Dataset start

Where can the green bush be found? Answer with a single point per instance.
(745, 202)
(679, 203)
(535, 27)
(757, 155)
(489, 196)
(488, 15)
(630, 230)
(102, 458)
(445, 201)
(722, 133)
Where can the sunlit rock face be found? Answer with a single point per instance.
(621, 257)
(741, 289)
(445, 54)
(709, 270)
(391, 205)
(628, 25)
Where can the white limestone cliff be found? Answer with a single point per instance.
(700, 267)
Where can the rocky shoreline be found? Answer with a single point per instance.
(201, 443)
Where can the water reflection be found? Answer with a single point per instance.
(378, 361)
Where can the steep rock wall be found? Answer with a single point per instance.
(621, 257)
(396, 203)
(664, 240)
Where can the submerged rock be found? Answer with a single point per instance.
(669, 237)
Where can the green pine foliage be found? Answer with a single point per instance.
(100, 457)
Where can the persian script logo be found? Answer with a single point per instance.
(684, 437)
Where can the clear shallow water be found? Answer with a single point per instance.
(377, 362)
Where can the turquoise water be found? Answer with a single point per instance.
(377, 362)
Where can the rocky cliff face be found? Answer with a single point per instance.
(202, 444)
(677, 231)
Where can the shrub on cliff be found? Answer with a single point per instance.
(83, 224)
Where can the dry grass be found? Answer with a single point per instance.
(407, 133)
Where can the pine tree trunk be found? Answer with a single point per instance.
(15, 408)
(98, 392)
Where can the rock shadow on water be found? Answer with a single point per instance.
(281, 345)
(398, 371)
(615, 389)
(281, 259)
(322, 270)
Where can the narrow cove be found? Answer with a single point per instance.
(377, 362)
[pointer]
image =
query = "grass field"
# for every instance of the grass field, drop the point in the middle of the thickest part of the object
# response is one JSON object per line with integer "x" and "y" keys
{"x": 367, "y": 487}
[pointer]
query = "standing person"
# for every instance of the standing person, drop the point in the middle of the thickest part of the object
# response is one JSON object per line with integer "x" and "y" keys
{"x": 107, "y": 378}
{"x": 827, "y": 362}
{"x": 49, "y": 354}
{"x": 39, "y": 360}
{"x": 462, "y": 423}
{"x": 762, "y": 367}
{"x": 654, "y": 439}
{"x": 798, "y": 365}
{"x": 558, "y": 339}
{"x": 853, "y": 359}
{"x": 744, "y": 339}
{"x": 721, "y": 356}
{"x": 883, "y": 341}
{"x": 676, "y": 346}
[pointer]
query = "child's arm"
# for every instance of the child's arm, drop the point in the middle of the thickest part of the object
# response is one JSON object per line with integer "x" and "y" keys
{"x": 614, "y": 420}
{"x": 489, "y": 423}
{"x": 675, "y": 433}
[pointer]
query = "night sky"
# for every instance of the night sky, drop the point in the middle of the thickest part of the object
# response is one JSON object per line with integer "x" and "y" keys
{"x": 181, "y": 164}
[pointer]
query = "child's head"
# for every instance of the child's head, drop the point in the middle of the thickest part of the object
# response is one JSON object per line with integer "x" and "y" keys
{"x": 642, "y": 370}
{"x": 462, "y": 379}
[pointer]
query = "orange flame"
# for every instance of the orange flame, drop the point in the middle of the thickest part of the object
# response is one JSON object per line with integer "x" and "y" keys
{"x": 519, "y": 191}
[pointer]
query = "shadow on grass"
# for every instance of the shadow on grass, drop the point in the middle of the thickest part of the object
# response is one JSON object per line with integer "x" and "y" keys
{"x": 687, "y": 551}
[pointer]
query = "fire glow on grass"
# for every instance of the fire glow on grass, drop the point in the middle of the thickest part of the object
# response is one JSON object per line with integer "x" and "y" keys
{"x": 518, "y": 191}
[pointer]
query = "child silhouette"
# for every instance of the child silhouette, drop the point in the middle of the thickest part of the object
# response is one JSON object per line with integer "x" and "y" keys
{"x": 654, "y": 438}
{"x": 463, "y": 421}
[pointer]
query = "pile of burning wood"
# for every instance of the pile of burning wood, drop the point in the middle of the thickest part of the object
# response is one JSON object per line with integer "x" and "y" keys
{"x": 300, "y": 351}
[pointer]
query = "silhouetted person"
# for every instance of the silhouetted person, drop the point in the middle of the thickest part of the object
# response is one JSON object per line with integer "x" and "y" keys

Dataset end

Exercise description: Write the material out exactly, with nothing left out.

Expected output:
Where can the green bush be found? Answer with a single point per instance.
(745, 202)
(679, 203)
(535, 27)
(757, 155)
(489, 196)
(488, 15)
(630, 230)
(102, 458)
(445, 201)
(722, 133)
Where can the sunlit rock face be found? Answer with a single point per instance.
(621, 257)
(741, 289)
(445, 54)
(709, 270)
(391, 205)
(628, 25)
Where can the white limestone cliff be found? Answer with a single point per instance.
(700, 267)
Where can the rocky shoreline be found? Answer with a single point per instance.
(201, 443)
Where can the water reflection be found? Answer with a single point per instance.
(378, 361)
Where can the steep rock wall be found? Answer with a single point per instance.
(621, 257)
(396, 203)
(664, 240)
Where can the submerged rock be found? Answer with a single point per instance.
(669, 237)
Where can the green pine foliage be found? Answer with a single point per instance.
(100, 457)
Where can the persian script logo be found? Answer with a single point per instance.
(684, 437)
Where can the clear shallow water be found? Answer with a single point per instance.
(377, 362)
Where can the turquoise water be found? Answer with a single point per instance.
(377, 362)
Where can the rocky cliff face be found? Answer with a single point per instance.
(202, 444)
(677, 231)
Where can the shrub on cliff be found? Answer with a single point per instance.
(83, 224)
Where can the dry grass be found? Answer with a single point per instance.
(407, 133)
Where can the pine tree trunk be found? Answer with a single point per instance.
(15, 408)
(98, 392)
Where can the rock shadow on water be found? Answer with a single point per instance.
(281, 345)
(398, 371)
(615, 389)
(281, 259)
(322, 270)
Where can the narrow cove be found? Answer with a single point per instance.
(377, 362)
[pointer]
image =
query = "grass field"
# for every instance of the grass field, drop the point in the middle of the thickest part of the object
# response is one JSON object per line with integer "x" and "y" keys
{"x": 367, "y": 487}
[pointer]
query = "standing person"
# for every instance of the standing person, drop the point in the middle of the thickest part of the object
# response is one JSON object per line with integer "x" and "y" keys
{"x": 107, "y": 378}
{"x": 827, "y": 362}
{"x": 49, "y": 354}
{"x": 39, "y": 360}
{"x": 462, "y": 423}
{"x": 762, "y": 367}
{"x": 654, "y": 439}
{"x": 798, "y": 365}
{"x": 558, "y": 339}
{"x": 853, "y": 359}
{"x": 744, "y": 339}
{"x": 721, "y": 356}
{"x": 883, "y": 341}
{"x": 676, "y": 346}
[pointer]
query = "child's arm"
# for every instance of the child's arm, drop the point in the middle of the thickest part of the object
# response is one JSON object per line with integer "x" and "y" keys
{"x": 614, "y": 420}
{"x": 489, "y": 423}
{"x": 675, "y": 433}
[pointer]
query = "night sky"
# for every instance of the night sky, drop the point in the middle of the thickest part of the object
# response is one JSON object per line with integer "x" and "y" keys
{"x": 181, "y": 164}
[pointer]
query = "child's head"
# for every instance of the child's head, drop the point in the middle of the thickest part of the object
# response is one JSON object per line with integer "x" and "y" keys
{"x": 642, "y": 370}
{"x": 462, "y": 379}
[pointer]
query = "orange flame"
# for every instance of the orange flame, drop the point in the middle of the thickest part of the object
# response is one JSON object per line with integer "x" and "y" keys
{"x": 519, "y": 191}
[pointer]
query = "shadow on grass"
# for every instance of the shadow on grass, drop the point in the middle of the thickest part of the object
# response is one JSON object per line with integer "x" and "y" keys
{"x": 687, "y": 551}
[pointer]
query = "fire glow on grass"
# for every instance of the fire glow on grass, drop the point in the middle of the thickest part of the object
# response is one JSON object per line with integer "x" and "y" keys
{"x": 518, "y": 191}
[pointer]
query = "child silhouette"
# for every instance of the child silhouette, drop the point in the middle of the thickest part of the object
# response is one JSON object per line with integer "x" and "y" keys
{"x": 654, "y": 438}
{"x": 463, "y": 421}
[pointer]
query = "pile of burning wood"
# for every instance of the pile of burning wood, drop the point in the middle of the thickest part of the object
# response is one JSON object per line with integer "x" and "y" keys
{"x": 300, "y": 351}
[pointer]
query = "silhouetted person"
# for every instance of the silhouetted person, drop the point in the middle of the thickest part of the object
# response is one JSON object per line with integer "x" and "y" keys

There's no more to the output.